Il veut leur annoncer sa mort
prochaine.
Mais l’annonce n’aura pas lieu ; le drame sera en quelques
sortes avorté.
Le texte proposé à l’étude est le prologue de la pièce.
Louis paraît seul sur scène et annonce au public, avant de le faire à sa
famille sa mort prochaine.
(Le prologue est avant tout un discours d'ouverture dans une œuvre littéraire ou
dramatique.
Il vise à présenter, à introduire ou à avertir.
Dans la tragédie antique
(voir La Poétique, Aristote), c'est la première scène, la scène d'exposition.
Elle
précède l'entrée du chœur sur scène.
Au moyen-âge, le prologue était un récitatif en vers ou en prose qui cherchait à
célébrer le personnage principal et ses intentions.)
- Nous verrons en quoi ce prologue est tragique.
- Il peut se décomposer en 3 mouvements : Dans le 1er mouvement
(lignes 1 à 18), Louis révèle sa certitude de mourir prochainement
(« l’année d’après ») ; des lignes 19 à 30, louis expose sa décision de
revenir l’annoncer à sa famille ; dans le troisième mouvement, il en
donne les raisons.

MATÉRIEL FOURNI:
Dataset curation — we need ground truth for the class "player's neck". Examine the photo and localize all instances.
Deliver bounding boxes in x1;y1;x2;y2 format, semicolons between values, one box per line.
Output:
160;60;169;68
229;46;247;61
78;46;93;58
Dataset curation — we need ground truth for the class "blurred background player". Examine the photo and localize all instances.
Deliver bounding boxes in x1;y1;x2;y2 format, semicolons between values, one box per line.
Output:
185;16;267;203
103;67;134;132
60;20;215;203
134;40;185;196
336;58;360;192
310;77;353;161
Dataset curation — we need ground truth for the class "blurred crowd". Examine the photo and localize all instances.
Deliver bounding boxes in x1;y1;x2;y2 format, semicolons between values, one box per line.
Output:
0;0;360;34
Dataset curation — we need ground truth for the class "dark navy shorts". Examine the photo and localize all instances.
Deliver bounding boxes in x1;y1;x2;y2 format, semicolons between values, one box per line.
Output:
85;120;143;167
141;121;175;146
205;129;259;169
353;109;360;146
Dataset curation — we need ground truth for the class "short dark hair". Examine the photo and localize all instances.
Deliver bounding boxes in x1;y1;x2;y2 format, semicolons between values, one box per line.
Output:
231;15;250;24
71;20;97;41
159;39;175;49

TRAVAIL DEMANDÉ:
**a)** D'après l'analyse du prologue de la pièce, à qui Louis annonce-t-il sa mort prochaine avant de le faire à sa famille ?
**b)** Reprenez l'analyse du prologue de la pièce à la suite de sa dernière phrase.

RÉSULTATS OBTENUS:
**a)** Il l'annonce au public.

**b)**
Remarques préliminaires concernant l’ensemble de l’extrait
- Première remarque d'ensemble : sa mise en page rappelle l'écriture poétique.
Ses
fréquents retours à la ligne donnent un rythme au texte, une musicalité fondée sur
de nombreuses répétitions (figures de style majeures) : tradition du récitatif (le
rythme et la mélodie des paroles deviennent musicales).
- Deuxième remarque d'ensemble : Ce récitatif est une longue phrase contenant la
totalité du discours introductif.
Elle enveloppe à la fois ce que le personnage
principal a à dire, et son état d'esprit (hésitations, volontés), ainsi que les modalités
de ce discours révélant cet état d'esprit (doute, certitude, inquiétude...).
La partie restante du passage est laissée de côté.